- **THE EXERCISE**
Please copy out all of the items below, swapping every "disc" for "circle" and changing nothing else.

- **DATA SHOWN**

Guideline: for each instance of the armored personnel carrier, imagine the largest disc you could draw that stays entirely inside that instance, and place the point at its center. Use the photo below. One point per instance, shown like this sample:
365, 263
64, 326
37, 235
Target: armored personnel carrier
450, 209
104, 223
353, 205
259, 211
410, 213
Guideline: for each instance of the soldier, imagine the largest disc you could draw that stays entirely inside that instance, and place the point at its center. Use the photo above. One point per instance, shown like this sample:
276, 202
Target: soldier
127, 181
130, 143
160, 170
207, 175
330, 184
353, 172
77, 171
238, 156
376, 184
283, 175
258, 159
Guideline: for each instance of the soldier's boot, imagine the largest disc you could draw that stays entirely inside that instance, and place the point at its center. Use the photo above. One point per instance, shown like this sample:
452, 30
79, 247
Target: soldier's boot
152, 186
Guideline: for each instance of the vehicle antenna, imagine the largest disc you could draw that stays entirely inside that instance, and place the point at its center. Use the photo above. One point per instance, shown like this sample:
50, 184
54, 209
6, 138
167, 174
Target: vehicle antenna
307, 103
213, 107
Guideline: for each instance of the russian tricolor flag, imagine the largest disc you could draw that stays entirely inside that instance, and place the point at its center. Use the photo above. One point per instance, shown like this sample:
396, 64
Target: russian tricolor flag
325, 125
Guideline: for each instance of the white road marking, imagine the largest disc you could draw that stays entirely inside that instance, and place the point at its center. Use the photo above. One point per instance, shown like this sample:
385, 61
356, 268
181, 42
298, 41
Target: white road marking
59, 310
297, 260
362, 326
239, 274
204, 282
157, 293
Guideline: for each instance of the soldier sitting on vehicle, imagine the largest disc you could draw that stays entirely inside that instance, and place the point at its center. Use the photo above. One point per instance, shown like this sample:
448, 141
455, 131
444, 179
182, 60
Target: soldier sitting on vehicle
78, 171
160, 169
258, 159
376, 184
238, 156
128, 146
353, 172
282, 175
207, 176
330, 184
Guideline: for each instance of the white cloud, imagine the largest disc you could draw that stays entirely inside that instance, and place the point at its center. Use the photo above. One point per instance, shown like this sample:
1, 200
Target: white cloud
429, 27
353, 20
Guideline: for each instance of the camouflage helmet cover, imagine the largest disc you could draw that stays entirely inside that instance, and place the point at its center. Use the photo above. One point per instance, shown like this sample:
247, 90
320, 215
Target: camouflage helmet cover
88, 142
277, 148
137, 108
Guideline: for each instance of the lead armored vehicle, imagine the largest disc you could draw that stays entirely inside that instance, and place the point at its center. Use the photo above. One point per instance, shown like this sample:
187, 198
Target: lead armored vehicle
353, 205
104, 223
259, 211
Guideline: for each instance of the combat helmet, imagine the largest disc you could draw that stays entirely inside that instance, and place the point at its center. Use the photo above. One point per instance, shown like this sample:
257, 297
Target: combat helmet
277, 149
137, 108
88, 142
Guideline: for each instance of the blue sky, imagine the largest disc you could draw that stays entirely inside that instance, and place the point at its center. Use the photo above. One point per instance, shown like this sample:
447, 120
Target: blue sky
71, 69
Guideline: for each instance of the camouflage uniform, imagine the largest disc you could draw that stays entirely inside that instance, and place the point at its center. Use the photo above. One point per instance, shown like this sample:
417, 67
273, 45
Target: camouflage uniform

- **EXPECTED ANSWER**
Guideline: for each instance of the armored personnel carrier, imagine the largest circle you could draw that stays entirely inside that instance, and place the point at its center. Use the photo below. One point per instance, shown like this sample:
365, 263
64, 326
37, 235
Target: armored personnel carrier
450, 209
104, 223
353, 205
259, 211
410, 213
Guideline: for each instance of the soldier, imagine the largest circle you could draw that stays entirely inside that instance, and place the point at its center. Use the photo above. One point per instance, shown like this sample:
276, 202
Target: soldier
127, 181
130, 143
160, 170
207, 175
330, 184
353, 172
77, 171
238, 156
376, 184
283, 175
258, 159
Guideline: for each instance of the soldier's boot, imagine the largest circle you could draw that stays entirely inside that instance, and place the point at its center. Use the photo above. One point per instance, shown like this sample:
452, 30
79, 247
Target: soldier's boot
152, 186
Guideline: for each instance of the vehicle antenna, imagine the largest circle you could draw that stays entirely inside that instance, and place the point at its center. Use the photo above. One point per instance, shown like this sample:
50, 184
54, 209
6, 138
167, 174
Target: vehicle antenna
307, 103
213, 107
Guideline: for each instance of the russian tricolor flag, imagine the largest circle you could draw that stays entirely inside that instance, and place the point at its center. Use the photo above. One point per instance, shown like this sample:
396, 64
Target: russian tricolor flag
325, 125
Guideline: for each instance of the white road marking, imagine the largest circle you could draw that stays entirely inside that instance, and place the point at its center. Use the photo above. One point per instance, shown like this sample:
385, 61
356, 268
181, 42
298, 41
Target: white road marking
59, 310
297, 260
362, 326
239, 274
204, 282
157, 293
Guideline: for each instance of the soldier sitting on vehicle, imagine the largest circle you could draw that stays entirely inside that instance, and place the point at its center. Use the photo above. One point per instance, shown like this sample:
448, 141
455, 131
444, 179
182, 60
Target: soldier sitting on vehicle
78, 171
160, 169
258, 159
376, 184
238, 156
128, 146
353, 172
282, 175
207, 176
330, 184
Guideline: for each instance of the white cloud, imagine the largest circle you could draw that stays entirely inside that instance, and place the point at its center. Use the photo above. One point per instance, shown like this sample:
1, 200
Target: white cloud
429, 27
353, 20
Guideline: for each instance of the camouflage helmet cover, imagine the largest circle you could draw that stays entirely inside that instance, and place the point at its center. Use the photo above. One point per instance, shown like this sample:
247, 90
320, 215
Target: camouflage helmet cover
88, 142
277, 148
137, 108
Guideline: for each instance of the lead armored vehicle, imagine the largest circle you could draw that stays entirely inside that instance, and place the point at its center. Use the photo above. One point per instance, shown like this sample:
187, 198
Target: lead armored vehicle
353, 205
104, 223
259, 211
Guideline: for each instance of the combat helmet, imagine the largest circle you could draw that stays entirely inside that instance, and place the point at its center. Use the photo above. One point per instance, shown like this sample:
257, 297
Target: combat helmet
277, 149
137, 108
88, 142
Guideline: for each instance of the blue sky, imagine the largest circle you could draw that stays entirely inside that instance, and place the point at its center. Use the photo above. One point per instance, shown like this sample:
447, 120
Target: blue sky
71, 69
Guideline: for each instance of the camouflage uniform, imagine the largest circle you could draw that stays entirely inside that instance, and place the point at its center. Use the photo above. One point per instance, shown like this sample:
417, 67
273, 45
Target: camouflage uniform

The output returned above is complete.